§ Records for the task
"""
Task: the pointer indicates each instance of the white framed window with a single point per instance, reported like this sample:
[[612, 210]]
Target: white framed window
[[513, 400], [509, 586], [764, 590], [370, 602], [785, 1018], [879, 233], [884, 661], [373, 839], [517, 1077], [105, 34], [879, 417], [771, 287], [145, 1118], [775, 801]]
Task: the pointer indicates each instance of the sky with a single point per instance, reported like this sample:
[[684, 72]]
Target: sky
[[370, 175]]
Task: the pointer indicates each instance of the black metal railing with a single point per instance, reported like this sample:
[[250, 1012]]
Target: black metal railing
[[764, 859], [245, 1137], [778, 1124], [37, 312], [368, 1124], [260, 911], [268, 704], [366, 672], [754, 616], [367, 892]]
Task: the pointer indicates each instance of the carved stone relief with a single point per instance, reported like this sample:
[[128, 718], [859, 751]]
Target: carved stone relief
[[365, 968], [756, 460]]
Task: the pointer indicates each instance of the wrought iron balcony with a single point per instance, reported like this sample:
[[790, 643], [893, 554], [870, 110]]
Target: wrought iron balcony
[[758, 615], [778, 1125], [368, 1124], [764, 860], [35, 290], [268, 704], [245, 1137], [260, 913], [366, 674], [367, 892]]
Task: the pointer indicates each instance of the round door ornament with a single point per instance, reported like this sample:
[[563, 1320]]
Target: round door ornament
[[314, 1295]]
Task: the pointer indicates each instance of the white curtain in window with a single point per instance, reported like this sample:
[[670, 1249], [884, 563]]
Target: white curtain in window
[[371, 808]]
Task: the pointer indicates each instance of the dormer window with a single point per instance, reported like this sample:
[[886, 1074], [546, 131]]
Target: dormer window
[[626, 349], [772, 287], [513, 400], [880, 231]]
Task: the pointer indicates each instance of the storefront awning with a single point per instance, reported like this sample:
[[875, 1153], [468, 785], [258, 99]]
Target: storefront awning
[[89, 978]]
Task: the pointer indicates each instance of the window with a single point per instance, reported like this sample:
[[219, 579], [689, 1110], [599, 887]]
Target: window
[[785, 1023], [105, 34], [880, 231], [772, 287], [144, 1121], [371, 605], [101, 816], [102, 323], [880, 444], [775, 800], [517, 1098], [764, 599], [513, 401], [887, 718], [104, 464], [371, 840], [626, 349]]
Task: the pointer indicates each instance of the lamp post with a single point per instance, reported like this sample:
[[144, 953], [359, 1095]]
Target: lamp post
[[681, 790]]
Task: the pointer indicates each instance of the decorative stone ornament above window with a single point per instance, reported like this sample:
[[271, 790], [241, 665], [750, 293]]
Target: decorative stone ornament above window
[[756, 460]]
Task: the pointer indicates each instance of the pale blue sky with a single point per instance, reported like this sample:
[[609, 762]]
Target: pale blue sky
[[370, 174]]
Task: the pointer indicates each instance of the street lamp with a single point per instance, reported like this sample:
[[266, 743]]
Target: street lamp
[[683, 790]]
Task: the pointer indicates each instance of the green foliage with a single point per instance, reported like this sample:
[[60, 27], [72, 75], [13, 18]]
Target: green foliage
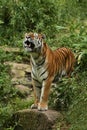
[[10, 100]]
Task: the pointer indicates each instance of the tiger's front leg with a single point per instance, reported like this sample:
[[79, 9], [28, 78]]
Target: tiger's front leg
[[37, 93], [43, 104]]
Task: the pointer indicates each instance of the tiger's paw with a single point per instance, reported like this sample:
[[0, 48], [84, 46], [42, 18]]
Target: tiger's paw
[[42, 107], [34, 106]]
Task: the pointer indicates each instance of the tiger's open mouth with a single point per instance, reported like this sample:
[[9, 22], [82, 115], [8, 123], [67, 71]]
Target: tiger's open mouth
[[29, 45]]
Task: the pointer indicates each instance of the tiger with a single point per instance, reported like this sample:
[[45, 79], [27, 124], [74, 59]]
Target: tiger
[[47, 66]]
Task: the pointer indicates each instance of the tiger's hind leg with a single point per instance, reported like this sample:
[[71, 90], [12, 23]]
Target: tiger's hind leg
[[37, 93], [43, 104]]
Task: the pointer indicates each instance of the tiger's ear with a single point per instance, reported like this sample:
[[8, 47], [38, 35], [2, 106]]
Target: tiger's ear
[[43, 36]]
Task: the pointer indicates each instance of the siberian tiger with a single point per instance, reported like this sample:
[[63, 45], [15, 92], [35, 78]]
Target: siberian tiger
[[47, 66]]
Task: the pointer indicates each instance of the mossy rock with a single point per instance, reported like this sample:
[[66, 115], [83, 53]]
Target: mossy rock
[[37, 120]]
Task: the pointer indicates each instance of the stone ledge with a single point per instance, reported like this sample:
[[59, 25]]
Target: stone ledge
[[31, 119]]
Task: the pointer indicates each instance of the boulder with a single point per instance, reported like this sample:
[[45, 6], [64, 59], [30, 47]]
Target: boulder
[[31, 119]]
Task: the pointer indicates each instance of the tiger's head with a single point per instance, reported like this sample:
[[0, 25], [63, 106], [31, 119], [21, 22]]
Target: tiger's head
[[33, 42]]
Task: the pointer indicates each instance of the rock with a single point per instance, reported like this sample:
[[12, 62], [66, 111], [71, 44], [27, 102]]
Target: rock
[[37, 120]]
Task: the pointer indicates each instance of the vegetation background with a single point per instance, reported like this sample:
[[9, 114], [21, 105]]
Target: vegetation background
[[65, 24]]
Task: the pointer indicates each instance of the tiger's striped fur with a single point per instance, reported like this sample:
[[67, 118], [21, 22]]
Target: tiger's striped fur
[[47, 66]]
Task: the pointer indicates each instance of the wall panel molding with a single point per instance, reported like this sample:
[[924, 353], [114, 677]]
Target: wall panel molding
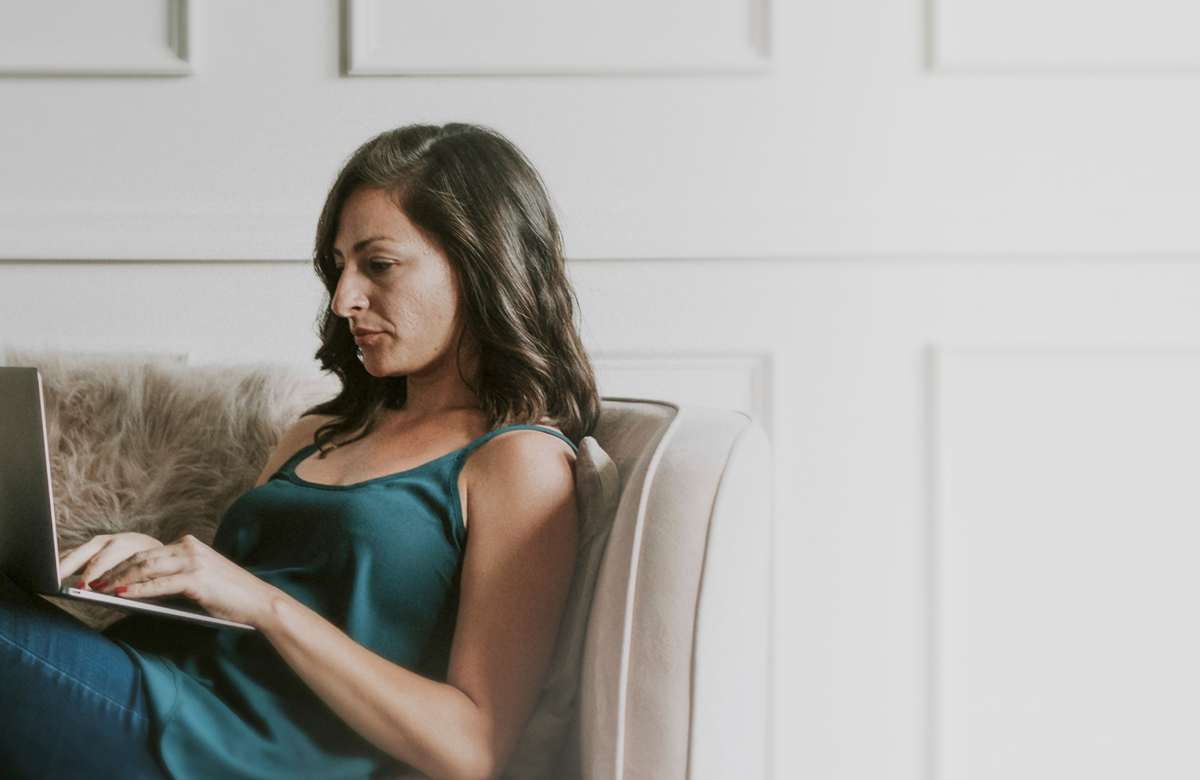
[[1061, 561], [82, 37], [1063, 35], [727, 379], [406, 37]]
"""
"""
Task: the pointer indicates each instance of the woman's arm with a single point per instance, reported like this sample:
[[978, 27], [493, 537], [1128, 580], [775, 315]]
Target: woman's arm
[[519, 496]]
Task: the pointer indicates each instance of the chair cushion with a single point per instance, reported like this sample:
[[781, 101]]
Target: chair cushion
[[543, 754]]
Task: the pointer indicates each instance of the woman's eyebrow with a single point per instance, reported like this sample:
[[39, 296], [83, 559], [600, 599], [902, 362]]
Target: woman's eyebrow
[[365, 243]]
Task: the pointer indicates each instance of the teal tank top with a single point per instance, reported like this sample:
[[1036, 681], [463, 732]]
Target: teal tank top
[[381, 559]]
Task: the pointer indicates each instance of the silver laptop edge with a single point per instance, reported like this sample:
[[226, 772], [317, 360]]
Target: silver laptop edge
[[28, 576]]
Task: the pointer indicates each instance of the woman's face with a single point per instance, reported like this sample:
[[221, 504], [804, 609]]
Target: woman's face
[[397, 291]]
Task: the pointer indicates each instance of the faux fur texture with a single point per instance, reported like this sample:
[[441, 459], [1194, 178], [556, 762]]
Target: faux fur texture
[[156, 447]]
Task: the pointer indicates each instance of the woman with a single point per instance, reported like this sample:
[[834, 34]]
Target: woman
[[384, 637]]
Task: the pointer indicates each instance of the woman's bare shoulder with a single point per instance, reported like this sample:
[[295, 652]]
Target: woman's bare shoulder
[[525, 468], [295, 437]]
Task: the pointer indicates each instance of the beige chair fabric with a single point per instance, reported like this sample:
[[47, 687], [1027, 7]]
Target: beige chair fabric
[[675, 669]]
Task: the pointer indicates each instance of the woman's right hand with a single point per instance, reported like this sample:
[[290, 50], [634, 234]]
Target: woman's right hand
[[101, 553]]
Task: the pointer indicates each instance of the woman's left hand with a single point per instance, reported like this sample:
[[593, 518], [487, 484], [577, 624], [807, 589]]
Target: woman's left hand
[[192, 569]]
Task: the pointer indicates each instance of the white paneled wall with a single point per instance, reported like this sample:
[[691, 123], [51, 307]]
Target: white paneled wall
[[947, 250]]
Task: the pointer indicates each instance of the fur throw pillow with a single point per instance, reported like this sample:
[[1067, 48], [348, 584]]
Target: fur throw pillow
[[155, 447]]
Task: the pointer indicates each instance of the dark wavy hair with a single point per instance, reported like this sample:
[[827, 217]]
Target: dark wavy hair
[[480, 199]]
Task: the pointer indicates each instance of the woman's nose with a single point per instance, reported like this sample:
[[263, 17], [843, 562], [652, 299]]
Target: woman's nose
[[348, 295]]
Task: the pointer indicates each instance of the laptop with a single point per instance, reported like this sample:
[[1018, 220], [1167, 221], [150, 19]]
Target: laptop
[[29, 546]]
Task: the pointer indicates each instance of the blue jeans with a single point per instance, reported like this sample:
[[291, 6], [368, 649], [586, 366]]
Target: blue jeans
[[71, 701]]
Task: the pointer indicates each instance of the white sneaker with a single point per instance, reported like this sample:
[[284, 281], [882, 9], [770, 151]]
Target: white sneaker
"""
"""
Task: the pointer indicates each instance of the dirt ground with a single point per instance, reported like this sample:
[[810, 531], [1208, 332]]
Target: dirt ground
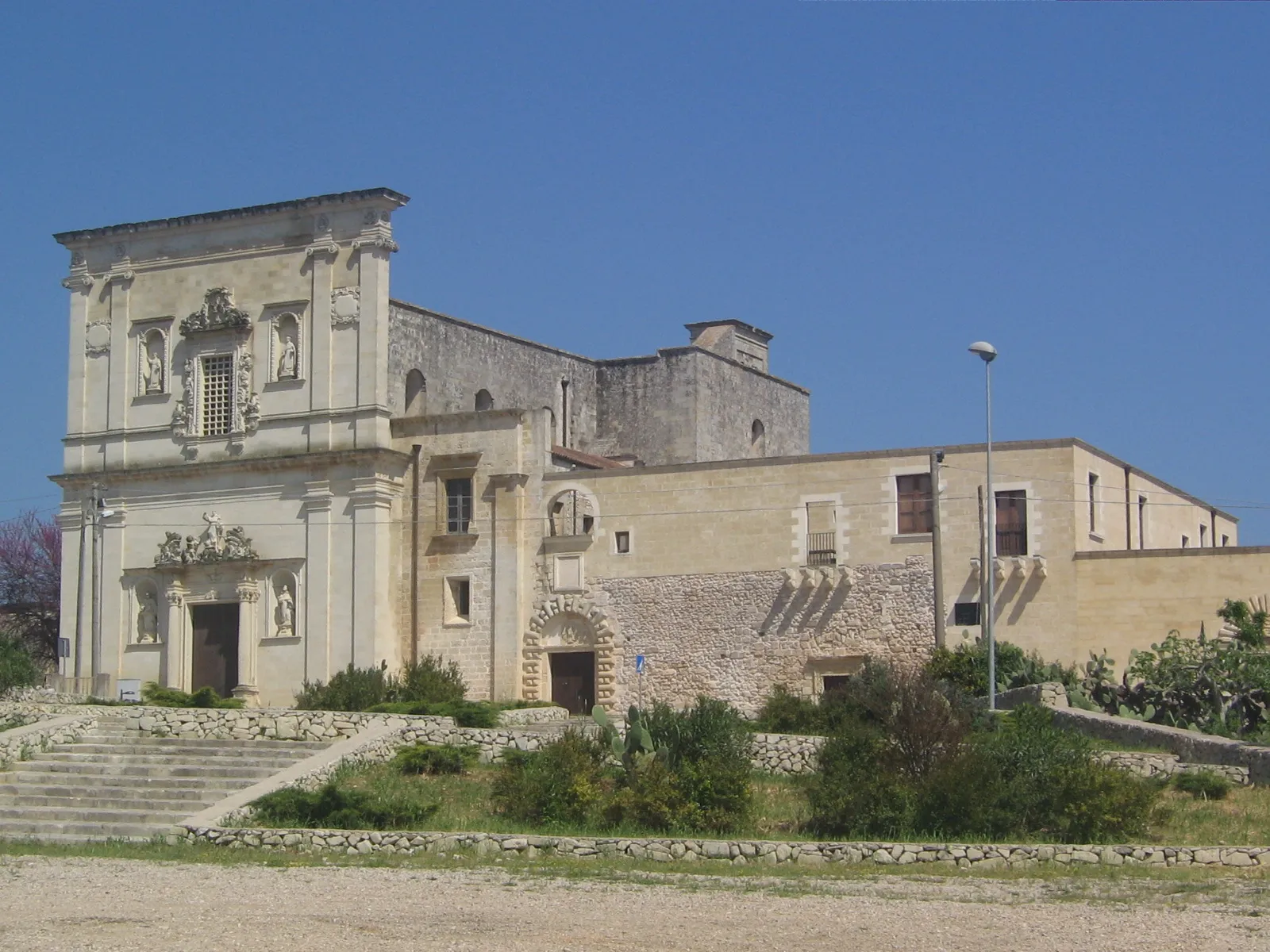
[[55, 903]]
"""
§ Problem requirements
Go through the material above and output exactly the lines from the one containing "[[0, 25], [63, 106], [31, 119], [21, 22]]" through the one containing "[[924, 353], [114, 677]]".

§ Output of the exercise
[[0, 25], [63, 106], [31, 119], [21, 22]]
Target: tiger's head
[[33, 42]]
Task: the pointer indicates each instance of the rock with a single point per instance, reported like this sample:
[[12, 62], [66, 111], [71, 44], [27, 102]]
Target: rock
[[37, 120]]
Task: the pointer indicates each instance of the vegetation background with a single point per instance, reported like this sample:
[[9, 114], [21, 105]]
Target: vegetation background
[[65, 24]]
Task: the pointer indicates each instance of the tiger's striped fur with a single point per instance, reported like this sample:
[[67, 118], [21, 22]]
Target: tiger's striped fur
[[47, 66]]
Task: the pointer indicates each instance of the wall panel molding with a single point per instance, reported like this sample:
[[924, 353], [114, 677]]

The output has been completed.